- TO-DO LIST -
**a)** In the pandas text, rewrite the passage from "We've seen a" up to and including "at Random (MCAR).", putting "NumPy NaN entries" wherever "NumPy NaN values" appears.
**b)** Turn the paragraph of the pandas text that begins "For instance, if you are running a survey" into a short bulleted list that keeps its main facts.

- EXTRACT TO READ -
----
Okay so that's how hierarchical indices work in a nutshell. They're a special part of the pandas library which I think can make management and reasoning about data easier. Of course hierarchical labeling isn't just for rows. For example, you can transpose this matrix and now have hierarchical column labels. And projecting a single column which has these labels works exactly the way you would expect it to. Now, in reality, I don't tend to use hierarchical indicies very much, and instead just keep everything as columns and manipulate those. But, it's a unique and sophisticated aspect of pandas that is useful to know, especially if viewing your data in a tabular form.

5. Missing Values

We've seen a preview of how Pandas handles missing values using the None type and NumPy NaN values. Missing values are pretty common in data cleaning activities. And, missing values can be there for any number of reasons, and I just want to touch on a few here.

For instance, if you are running a survey and a respondant didn't answer a question the missing value is actually an omission. This kind of missing data is called Missing at Random if there are other variables that might be used to predict the variable which is missing. In my work when I delivery surveys I often find that missing data, say the interest in being involved in a follow up study, often has some correlation with another data field, like gender or ethnicity. If there is no relationship to other variables, then we call this data Missing Completely at Random (MCAR).
----
- Source records -
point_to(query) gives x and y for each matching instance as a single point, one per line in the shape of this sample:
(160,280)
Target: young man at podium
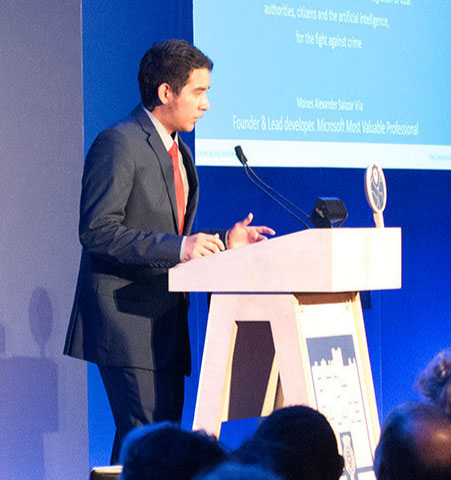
(138,202)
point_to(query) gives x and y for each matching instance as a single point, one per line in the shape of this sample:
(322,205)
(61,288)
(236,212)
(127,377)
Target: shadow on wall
(28,397)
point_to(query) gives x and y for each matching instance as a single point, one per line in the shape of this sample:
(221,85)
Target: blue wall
(43,395)
(405,328)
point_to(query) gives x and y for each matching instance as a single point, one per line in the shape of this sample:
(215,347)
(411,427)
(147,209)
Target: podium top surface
(317,260)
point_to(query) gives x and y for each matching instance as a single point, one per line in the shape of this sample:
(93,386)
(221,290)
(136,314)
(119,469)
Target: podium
(285,327)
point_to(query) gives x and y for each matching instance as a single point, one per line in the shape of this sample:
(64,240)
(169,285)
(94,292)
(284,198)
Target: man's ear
(165,93)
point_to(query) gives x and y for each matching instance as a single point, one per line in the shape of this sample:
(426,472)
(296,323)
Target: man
(138,201)
(296,443)
(415,444)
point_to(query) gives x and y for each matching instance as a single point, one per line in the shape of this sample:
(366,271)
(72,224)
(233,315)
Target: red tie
(179,190)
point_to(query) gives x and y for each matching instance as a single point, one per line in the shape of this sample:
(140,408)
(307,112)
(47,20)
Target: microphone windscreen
(240,154)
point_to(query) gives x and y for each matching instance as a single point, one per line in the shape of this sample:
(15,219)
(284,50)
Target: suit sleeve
(108,180)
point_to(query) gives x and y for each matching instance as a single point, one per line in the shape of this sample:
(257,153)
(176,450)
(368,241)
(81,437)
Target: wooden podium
(285,327)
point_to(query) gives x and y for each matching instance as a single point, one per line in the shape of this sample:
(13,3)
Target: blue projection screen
(327,83)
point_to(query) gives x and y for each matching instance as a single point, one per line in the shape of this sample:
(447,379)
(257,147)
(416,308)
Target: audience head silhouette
(435,382)
(297,443)
(236,471)
(415,444)
(164,451)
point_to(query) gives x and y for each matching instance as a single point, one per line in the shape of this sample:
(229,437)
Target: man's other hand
(241,234)
(202,244)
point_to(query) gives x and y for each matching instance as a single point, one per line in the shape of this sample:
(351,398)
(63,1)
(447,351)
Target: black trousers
(139,396)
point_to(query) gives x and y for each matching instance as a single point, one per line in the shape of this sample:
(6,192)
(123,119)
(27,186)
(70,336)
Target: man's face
(183,110)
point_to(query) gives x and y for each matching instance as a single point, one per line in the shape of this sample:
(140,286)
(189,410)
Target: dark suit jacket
(123,313)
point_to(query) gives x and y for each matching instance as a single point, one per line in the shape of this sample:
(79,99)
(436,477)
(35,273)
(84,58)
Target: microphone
(267,190)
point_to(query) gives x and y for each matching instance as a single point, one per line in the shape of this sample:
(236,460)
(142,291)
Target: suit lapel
(156,144)
(162,155)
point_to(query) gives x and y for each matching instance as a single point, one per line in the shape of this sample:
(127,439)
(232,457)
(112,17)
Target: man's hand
(202,244)
(241,234)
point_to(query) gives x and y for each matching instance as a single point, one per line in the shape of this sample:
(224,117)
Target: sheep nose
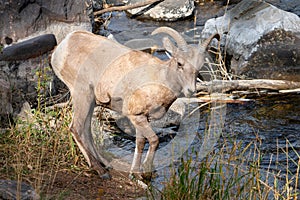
(189,93)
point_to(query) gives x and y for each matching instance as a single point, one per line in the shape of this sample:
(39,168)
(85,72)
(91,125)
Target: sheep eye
(180,63)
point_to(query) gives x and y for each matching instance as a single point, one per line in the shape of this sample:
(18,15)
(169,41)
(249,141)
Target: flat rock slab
(168,10)
(254,26)
(29,49)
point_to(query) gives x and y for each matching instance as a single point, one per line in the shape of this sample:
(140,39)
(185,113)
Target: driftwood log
(256,84)
(127,7)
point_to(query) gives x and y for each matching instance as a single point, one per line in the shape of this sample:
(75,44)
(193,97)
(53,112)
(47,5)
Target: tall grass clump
(39,144)
(232,172)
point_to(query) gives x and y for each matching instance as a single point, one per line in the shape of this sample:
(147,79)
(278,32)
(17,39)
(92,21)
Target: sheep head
(185,54)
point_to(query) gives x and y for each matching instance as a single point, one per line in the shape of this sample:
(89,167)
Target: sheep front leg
(83,107)
(144,129)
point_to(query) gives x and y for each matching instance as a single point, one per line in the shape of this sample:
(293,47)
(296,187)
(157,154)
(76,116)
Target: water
(272,122)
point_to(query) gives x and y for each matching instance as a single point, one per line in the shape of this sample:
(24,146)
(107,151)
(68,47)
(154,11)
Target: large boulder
(168,10)
(261,40)
(27,31)
(26,18)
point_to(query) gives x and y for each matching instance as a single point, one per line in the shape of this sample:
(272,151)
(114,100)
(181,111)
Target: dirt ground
(87,185)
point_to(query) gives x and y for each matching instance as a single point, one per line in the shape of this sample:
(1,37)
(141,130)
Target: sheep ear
(168,45)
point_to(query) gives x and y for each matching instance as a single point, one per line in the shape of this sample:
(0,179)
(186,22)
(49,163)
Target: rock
(9,190)
(23,18)
(292,6)
(6,102)
(168,10)
(254,27)
(29,49)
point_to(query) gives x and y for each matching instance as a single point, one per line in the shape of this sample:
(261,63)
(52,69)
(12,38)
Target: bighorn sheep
(136,84)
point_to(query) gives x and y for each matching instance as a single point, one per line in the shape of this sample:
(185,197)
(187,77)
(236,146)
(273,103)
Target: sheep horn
(205,44)
(174,34)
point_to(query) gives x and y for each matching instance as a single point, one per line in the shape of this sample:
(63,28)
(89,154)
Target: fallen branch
(128,7)
(257,84)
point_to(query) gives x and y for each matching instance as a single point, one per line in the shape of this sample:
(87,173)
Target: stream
(271,121)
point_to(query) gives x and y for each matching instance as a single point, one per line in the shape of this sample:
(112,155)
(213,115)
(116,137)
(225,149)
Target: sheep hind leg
(144,129)
(135,170)
(83,107)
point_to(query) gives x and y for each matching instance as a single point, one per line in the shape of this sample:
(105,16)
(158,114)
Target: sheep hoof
(105,176)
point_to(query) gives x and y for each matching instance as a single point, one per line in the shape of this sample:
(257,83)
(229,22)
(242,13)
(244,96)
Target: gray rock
(29,49)
(168,10)
(248,23)
(6,102)
(22,18)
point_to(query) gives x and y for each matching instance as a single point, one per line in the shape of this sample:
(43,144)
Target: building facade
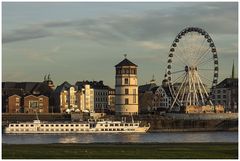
(14,104)
(100,94)
(14,94)
(34,104)
(126,88)
(226,94)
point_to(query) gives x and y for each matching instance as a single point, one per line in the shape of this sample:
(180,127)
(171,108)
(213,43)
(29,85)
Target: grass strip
(121,151)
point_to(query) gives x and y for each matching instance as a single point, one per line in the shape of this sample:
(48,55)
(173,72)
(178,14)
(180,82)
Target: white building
(126,88)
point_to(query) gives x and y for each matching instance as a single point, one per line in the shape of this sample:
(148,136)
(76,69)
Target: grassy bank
(122,151)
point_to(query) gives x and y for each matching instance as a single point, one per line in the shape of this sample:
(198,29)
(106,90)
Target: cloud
(164,24)
(151,45)
(24,34)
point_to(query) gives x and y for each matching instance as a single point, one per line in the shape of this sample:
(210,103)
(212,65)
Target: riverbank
(122,151)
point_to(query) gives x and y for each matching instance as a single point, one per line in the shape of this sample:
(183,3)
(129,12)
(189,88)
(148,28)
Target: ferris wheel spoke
(202,45)
(182,59)
(178,71)
(196,63)
(176,96)
(205,61)
(178,78)
(205,69)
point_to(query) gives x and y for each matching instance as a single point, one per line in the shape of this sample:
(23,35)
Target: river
(164,137)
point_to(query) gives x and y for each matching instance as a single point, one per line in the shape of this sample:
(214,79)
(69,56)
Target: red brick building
(14,104)
(34,104)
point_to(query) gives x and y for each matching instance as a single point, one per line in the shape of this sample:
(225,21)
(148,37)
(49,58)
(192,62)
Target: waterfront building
(14,93)
(126,88)
(111,99)
(34,104)
(146,96)
(14,102)
(154,98)
(226,93)
(99,96)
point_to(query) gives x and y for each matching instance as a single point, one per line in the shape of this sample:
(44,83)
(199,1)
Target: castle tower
(126,88)
(233,71)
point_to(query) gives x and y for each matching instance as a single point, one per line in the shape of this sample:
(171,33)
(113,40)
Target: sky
(85,40)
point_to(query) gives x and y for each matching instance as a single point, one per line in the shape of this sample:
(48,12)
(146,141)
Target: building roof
(125,62)
(24,88)
(64,86)
(146,87)
(228,83)
(93,84)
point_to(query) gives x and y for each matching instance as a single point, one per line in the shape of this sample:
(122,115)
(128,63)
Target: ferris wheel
(192,68)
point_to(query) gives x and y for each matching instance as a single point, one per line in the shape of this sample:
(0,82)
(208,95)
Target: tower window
(126,91)
(126,81)
(126,101)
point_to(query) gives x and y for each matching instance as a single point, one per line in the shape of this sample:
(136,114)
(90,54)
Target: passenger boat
(90,126)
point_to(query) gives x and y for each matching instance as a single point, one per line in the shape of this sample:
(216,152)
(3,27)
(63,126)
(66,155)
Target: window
(126,91)
(126,101)
(126,81)
(17,99)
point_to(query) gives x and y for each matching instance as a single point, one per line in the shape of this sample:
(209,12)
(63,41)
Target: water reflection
(171,137)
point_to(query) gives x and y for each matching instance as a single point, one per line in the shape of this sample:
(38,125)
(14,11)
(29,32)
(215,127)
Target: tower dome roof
(125,62)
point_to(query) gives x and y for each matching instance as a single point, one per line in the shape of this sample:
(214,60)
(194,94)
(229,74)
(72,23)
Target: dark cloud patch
(24,34)
(215,18)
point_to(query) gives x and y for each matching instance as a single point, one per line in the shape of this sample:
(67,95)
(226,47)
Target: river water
(164,137)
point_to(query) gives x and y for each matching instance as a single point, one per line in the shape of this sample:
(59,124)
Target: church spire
(233,70)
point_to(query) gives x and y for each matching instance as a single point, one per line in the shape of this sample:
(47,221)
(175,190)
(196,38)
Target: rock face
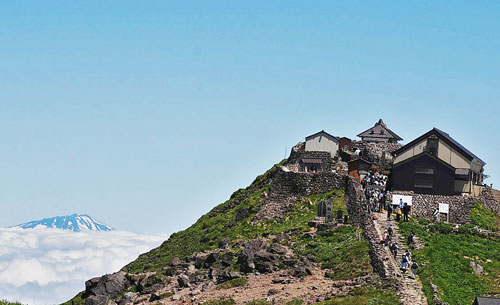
(110,285)
(424,206)
(289,187)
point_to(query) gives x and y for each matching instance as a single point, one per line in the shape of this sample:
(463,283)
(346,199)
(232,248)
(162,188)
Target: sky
(50,266)
(145,115)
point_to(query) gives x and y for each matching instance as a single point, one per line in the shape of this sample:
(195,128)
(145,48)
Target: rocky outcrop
(357,207)
(425,206)
(289,187)
(110,285)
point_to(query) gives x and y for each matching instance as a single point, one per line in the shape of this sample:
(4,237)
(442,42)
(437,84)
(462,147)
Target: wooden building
(359,168)
(312,165)
(322,141)
(435,163)
(345,144)
(379,133)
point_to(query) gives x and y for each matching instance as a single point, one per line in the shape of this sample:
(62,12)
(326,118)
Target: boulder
(92,283)
(176,262)
(111,285)
(199,261)
(247,255)
(241,214)
(224,243)
(227,275)
(154,297)
(128,298)
(97,300)
(183,281)
(211,259)
(227,259)
(278,249)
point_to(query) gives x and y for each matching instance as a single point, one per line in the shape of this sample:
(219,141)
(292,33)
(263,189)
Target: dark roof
(360,160)
(322,132)
(381,123)
(314,161)
(486,301)
(446,137)
(420,155)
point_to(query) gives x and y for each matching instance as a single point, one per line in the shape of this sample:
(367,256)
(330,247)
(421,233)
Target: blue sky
(145,115)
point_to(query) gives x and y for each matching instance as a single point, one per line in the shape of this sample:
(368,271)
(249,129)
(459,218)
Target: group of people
(406,258)
(374,186)
(402,209)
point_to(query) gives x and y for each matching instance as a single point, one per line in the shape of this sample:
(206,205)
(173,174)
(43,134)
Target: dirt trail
(410,289)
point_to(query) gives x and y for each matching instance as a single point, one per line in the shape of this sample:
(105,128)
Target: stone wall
(373,152)
(424,206)
(292,185)
(357,207)
(490,198)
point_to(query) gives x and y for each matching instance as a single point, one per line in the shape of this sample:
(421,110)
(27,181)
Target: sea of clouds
(49,266)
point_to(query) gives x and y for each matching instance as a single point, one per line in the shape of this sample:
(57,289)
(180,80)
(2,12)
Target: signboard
(396,198)
(444,208)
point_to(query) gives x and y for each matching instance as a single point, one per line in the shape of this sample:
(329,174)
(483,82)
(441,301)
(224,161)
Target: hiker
(391,247)
(408,255)
(406,211)
(404,263)
(384,237)
(411,238)
(388,239)
(390,230)
(414,267)
(389,211)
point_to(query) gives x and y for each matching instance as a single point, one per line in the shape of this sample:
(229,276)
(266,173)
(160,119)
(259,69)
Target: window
(432,145)
(425,184)
(424,170)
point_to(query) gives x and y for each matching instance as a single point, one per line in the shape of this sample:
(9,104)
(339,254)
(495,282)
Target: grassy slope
(447,254)
(342,252)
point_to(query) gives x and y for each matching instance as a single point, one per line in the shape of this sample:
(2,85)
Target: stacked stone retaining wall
(357,207)
(425,206)
(291,185)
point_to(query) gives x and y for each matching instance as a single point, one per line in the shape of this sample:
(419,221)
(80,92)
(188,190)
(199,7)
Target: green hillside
(341,252)
(448,252)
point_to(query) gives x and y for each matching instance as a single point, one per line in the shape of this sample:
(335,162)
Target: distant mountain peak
(74,222)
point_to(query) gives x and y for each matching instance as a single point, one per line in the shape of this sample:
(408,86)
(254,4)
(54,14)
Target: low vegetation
(445,260)
(366,296)
(220,302)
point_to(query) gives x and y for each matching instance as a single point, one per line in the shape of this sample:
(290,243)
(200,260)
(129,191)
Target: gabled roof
(424,154)
(361,160)
(446,138)
(326,134)
(486,301)
(390,134)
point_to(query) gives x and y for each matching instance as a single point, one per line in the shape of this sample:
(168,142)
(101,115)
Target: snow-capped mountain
(75,222)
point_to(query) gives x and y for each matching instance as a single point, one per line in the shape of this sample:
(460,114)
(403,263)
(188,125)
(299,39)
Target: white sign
(396,199)
(444,208)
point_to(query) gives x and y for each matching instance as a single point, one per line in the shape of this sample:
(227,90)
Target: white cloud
(49,266)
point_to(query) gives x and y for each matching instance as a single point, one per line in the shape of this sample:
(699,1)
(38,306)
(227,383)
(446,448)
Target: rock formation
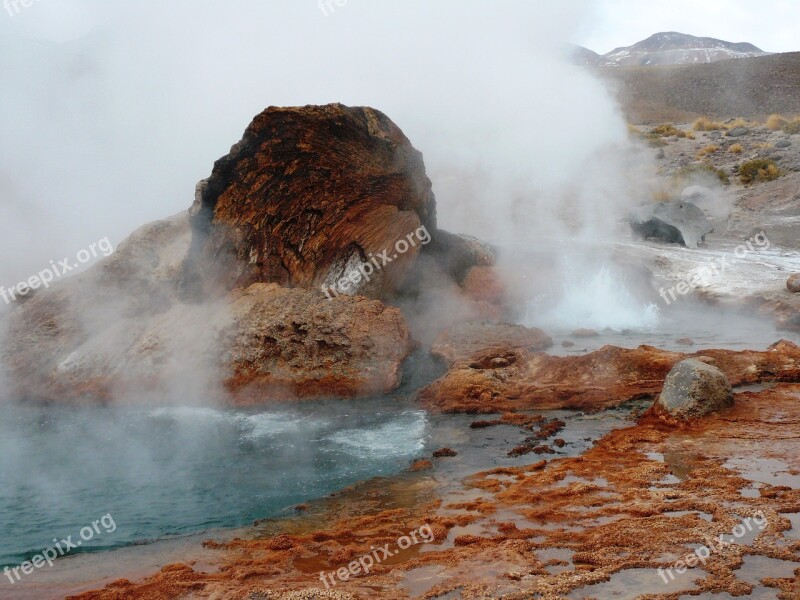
----
- THE RESPONSES -
**a)**
We've seen a preview of how Pandas handles missing values using the None type and NumPy NaN entries. Missing values are pretty common in data cleaning activities. And, missing values can be there for any number of reasons, and I just want to touch on a few here.

For instance, if you are running a survey and a respondant didn't answer a question the missing value is actually an omission. This kind of missing data is called Missing at Random if there are other variables that might be used to predict the variable which is missing. In my work when I delivery surveys I often find that missing data, say the interest in being involved in a follow up study, often has some correlation with another data field, like gender or ethnicity. If there is no relationship to other variables, then we call this data Missing Completely at Random (MCAR).

**b)**
- When a survey respondent skips a question, the missing value is an omission.
- Data is called Missing at Random if other variables might be used to predict the missing one.
- In surveys the speaker delivers, missing data (such as interest in a follow-up study) often correlates with another field, like gender or ethnicity.
- Data with no relationship to other variables is called Missing Completely at Random (MCAR).